◆ WHAT IS EXPECTED: From the records below, copy out exactly the lines from the one containing "[point] wood panel" to the one containing "Target: wood panel wall", both included. Add nothing else.

◆ DATA FOR REVIEW:
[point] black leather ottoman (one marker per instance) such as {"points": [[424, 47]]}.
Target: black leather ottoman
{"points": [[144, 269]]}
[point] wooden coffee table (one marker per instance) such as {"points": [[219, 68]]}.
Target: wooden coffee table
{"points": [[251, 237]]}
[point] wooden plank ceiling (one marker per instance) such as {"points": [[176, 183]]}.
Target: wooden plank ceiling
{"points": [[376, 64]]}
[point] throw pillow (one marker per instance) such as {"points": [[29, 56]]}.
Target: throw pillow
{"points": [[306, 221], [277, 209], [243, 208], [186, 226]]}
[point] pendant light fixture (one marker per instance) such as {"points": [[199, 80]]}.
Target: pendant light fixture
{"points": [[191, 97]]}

---

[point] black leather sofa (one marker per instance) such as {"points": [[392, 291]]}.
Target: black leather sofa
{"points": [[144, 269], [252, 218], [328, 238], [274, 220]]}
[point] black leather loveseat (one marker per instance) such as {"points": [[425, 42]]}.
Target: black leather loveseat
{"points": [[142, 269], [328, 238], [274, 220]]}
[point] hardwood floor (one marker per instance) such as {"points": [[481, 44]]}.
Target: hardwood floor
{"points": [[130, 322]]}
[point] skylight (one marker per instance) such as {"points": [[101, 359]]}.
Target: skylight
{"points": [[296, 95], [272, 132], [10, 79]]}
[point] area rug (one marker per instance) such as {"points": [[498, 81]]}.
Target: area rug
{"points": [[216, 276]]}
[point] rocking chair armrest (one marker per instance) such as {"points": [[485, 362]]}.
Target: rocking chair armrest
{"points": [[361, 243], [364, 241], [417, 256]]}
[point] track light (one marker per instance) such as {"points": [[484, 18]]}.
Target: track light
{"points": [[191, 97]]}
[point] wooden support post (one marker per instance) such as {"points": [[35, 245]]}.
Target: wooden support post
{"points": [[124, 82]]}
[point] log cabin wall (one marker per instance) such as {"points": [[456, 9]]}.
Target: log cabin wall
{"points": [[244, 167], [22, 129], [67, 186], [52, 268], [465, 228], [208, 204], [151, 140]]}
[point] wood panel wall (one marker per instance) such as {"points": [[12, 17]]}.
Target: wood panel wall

◆ WRITTEN SOLUTION:
[point] wood panel wall (one marker per instance) such as {"points": [[12, 17]]}.
Target: wood panel wall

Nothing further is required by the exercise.